[START OF Document segment]

Adjoint of transformation proof

[zcd]

Homework Statement

Let V be an inner product space and let T be a linear operator on V. Prove the following results:
a)R(T^*)^⊥=N(T)
b)R(T^*)=N(T)^⊥ if V is finite dimensional

Homework Equations

<Tx,y>=<x,T^*y>

The Attempt at a Solution

pick x and y ≠0 and <Tx,y>=<x,T^*y>=0
this implies x∈N(T) and x ⊥ R(T^*) , so N(T)⊇R(T^*)^⊥

This half of the subset relationship I got, but how do I prove the other way? And as for part b), do I just prove that (W^⊥)^⊥=W? If so, why did they mention that V is finite dimensional?

 

[lanedance]

The Attempt at a Solution

pick x and y ≠0 and <Tx,y>=<x,T^*y>=0
this implies x∈N(T) and x ⊥ R(T^*) , so N(T)⊇R(T^*)^⊥

i don't think this implies x∈N(T) and x ⊥ R(T^*)...

but that (x∈N(T) OR Tx ⊥ y) AND x ⊥ R(T^*)

 

[lanedance]

how about starting by either assuming you have vector in the nullspace, and then for the other direction a vector perpindicular to the row vectors of T*

 

[zcd]

With your suggestion, I tried:

pick x and y ≠0 (the 0 case is readily proven) and x∈N(T)

[END OF Document segment]

Stated exercise A:
Please answer these questions about the adjoint proof thread, one line each:
(i) What condition on V is attached to part b) of the homework statement?
(ii) According to lanedance's first reply, what does the attempt's setup imply in place of "x∈N(T) and x ⊥ R(T^*)"?
(iii) In zcd's second post, how is the 0 case described?
Stated exercise B:
Carry the adjoint proof thread forward from its final line.

[START OF Data entries]

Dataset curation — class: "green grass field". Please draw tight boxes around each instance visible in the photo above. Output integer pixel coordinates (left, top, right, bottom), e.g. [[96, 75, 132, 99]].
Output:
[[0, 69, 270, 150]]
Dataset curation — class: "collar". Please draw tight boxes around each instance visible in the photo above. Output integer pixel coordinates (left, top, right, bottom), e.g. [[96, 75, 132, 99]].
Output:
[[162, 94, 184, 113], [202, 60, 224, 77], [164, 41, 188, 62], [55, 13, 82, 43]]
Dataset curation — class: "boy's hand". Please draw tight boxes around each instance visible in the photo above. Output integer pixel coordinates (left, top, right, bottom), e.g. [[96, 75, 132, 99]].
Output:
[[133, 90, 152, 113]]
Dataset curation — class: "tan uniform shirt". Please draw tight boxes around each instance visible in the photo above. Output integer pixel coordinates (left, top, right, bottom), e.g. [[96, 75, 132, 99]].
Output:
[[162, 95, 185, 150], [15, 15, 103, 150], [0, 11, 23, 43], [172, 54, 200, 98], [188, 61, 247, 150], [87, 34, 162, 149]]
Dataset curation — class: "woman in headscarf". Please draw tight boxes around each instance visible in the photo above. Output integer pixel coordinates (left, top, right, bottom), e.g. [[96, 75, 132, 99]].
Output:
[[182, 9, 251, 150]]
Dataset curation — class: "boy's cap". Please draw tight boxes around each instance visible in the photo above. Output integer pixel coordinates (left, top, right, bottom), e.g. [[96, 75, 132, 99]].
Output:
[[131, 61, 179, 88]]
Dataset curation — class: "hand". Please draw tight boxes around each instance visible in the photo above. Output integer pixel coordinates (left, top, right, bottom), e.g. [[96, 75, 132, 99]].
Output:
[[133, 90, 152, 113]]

[END OF Data entries]

Written reply A:
(i) V is finite dimensional.
(ii) (x∈N(T) OR Tx ⊥ y) AND x ⊥ R(T^*)
(iii) It is readily proven.

Written reply B:
then <Tx,y>=<x,T*y>=0, which implies x ⊥ R(T*) i.e x∈R(T*)^⊥
N(T)⊆R(T*)^⊥

for the other way, pick x∈R(T*)^⊥ (x and y ≠0 again)
<Tx,y>=<x,T*y>=0 only when Tx=0, so x∈N(T)
N(T)⊇R(T*)^⊥

is that a sufficient proof?

 

[lanedance]

first part pretty much, however I would write it as follows (some of it probably just diffenrent style)
-->
first pick x∈N(T)
then Tx=0
and <Tx,y>=0 for all y
but <Tx,y>=<x,T*y>=0 for all y
T*y represents a linear combination of the columns of T*
x ⊥column space of T*
x ⊥ R(T*)
so x∈R(T*)^⊥
-----

actually now that I'm working thorugh it, what exactly do you mean by R & N?

 

[zcd]

R is the range of transformation T and N is the nullspace of transformation T. I don't think we're supposed to use columns of T as that implies we pick a basis to represent T as a matrix.

 

[lanedance]

ok well in the last post as y is arbitrary, you have shown x is perp to any element in the image of T (which depending on terminology can be the same as the range)